__EXERCISE DIRECTIONS__: Copy out all of the lines below word for word, omitting the pictures.

[Pointing dataset records]
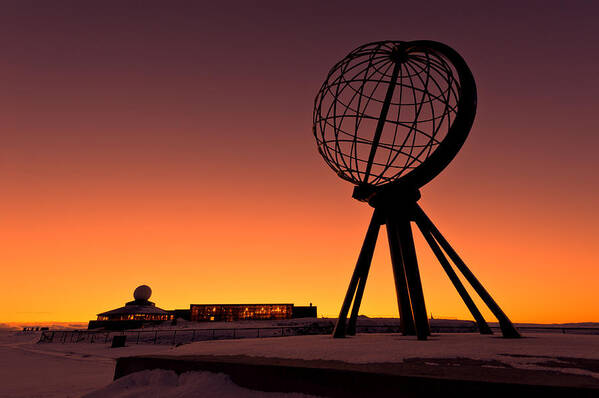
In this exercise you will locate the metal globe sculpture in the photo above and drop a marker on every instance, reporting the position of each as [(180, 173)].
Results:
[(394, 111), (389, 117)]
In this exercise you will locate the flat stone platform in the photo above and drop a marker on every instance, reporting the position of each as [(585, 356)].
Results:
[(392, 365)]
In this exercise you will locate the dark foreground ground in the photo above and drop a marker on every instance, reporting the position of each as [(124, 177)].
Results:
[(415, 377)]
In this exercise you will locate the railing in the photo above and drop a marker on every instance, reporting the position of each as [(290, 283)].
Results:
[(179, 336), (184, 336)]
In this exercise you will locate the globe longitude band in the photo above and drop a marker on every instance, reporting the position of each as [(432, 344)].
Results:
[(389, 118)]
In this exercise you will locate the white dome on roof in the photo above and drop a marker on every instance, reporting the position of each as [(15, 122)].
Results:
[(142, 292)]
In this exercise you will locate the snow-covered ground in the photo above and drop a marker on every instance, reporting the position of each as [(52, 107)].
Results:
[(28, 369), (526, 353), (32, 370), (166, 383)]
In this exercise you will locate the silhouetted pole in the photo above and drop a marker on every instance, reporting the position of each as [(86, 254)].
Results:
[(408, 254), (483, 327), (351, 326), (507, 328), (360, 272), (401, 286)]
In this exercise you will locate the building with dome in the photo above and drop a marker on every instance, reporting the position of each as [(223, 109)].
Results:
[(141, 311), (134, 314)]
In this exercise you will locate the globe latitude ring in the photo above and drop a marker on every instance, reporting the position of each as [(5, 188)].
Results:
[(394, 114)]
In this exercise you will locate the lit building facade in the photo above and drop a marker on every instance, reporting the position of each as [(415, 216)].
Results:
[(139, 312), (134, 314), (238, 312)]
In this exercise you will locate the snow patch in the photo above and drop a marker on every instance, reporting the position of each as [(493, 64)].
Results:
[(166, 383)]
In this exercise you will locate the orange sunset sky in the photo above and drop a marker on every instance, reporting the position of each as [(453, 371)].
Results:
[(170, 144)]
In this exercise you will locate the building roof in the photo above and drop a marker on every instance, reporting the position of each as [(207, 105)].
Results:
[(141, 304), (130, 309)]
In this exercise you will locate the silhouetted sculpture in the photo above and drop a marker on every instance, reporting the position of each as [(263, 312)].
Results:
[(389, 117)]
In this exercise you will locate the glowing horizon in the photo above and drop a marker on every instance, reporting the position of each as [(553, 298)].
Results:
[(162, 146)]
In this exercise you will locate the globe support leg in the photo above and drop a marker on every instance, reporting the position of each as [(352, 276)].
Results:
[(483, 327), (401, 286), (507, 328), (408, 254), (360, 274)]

__EXERCISE ANSWER__:
In this exercise you will locate the metal globe sculpture in the photo above and drop a marker on every instance, reporting the position of each as [(180, 173)].
Results:
[(394, 111), (389, 117)]
In this exercise you will locate the flat stone platform in the photo above and drop a marker on every instance, reporting the position of each as [(585, 356)].
Results:
[(392, 365)]
In this exercise you will locate the dark foreground ground in the photo above and drop a marker on every instance, reporting the position of each as [(124, 177)].
Results:
[(415, 377)]
In this exercise you will locate the railing in the photo above and drop a marker on every instance, reporting the position of each as [(290, 283)].
Results:
[(179, 336), (184, 336)]
In this exercise you will locate the globe longitude band in the photo above and drop a marker on every instance, reporting the position of each as [(432, 344)].
Results:
[(389, 118)]
In this exercise you will locate the white dome on roof in the photo above and drop a marker on every instance, reporting the position of each as [(15, 122)].
Results:
[(142, 292)]
In this exercise you will locate the snow-covered ground in the photo above and drop a marker on every instance, reporting the position of each as [(52, 107)].
Results:
[(28, 369), (526, 353), (32, 370), (166, 383)]
In this exercise you will locate the silhouetted pole in the photo above and drop a marker on every instance, reporting the position of each as [(86, 254)].
Results:
[(408, 254), (483, 327), (351, 326), (507, 328), (360, 272), (401, 286)]
In this exercise you will locate the building with dome in the photo above and drop a marker on every instance, reporting the position of each as [(223, 109)].
Results:
[(141, 311), (134, 314)]
In this exercise you will locate the globe latitude ring in the photo above and drop a marker on every instance, reporting the position of each as [(5, 188)].
Results:
[(394, 114)]
In this exercise you will locate the lit building facade in the photo above and drop a marker on every instance, reporting the position of each as [(415, 216)].
Results:
[(139, 312), (134, 314), (238, 312)]
In this exercise you will locate the snow patch in the photo above and drop a marker on every instance, reporting the position of each as [(493, 64)].
Results:
[(166, 383)]
In this exercise you will locate the orange sunset sky in the photo above and drop a marker on every instance, reporting the position of each as [(453, 371)].
Results:
[(170, 144)]
In this exercise you will locate the building roof in the photo above and drop a marker on every instance, reporting the position of each as [(207, 105)].
Results:
[(141, 304), (130, 309)]
In this exercise you will locate the silhouetted sculpture in the photo above and drop a marker on every instance, reporting the position of each as [(263, 312)].
Results:
[(389, 117)]
In this exercise you will locate the glowing horizon in the photo above and drop a marker on every instance, reporting the position of each as [(553, 298)].
Results:
[(162, 146)]
In this exercise you will locate the globe support leg in the photo above and drop a marker on every instance, reporting the position of each as [(352, 276)].
Results:
[(483, 327), (401, 286), (507, 328), (408, 254), (360, 274)]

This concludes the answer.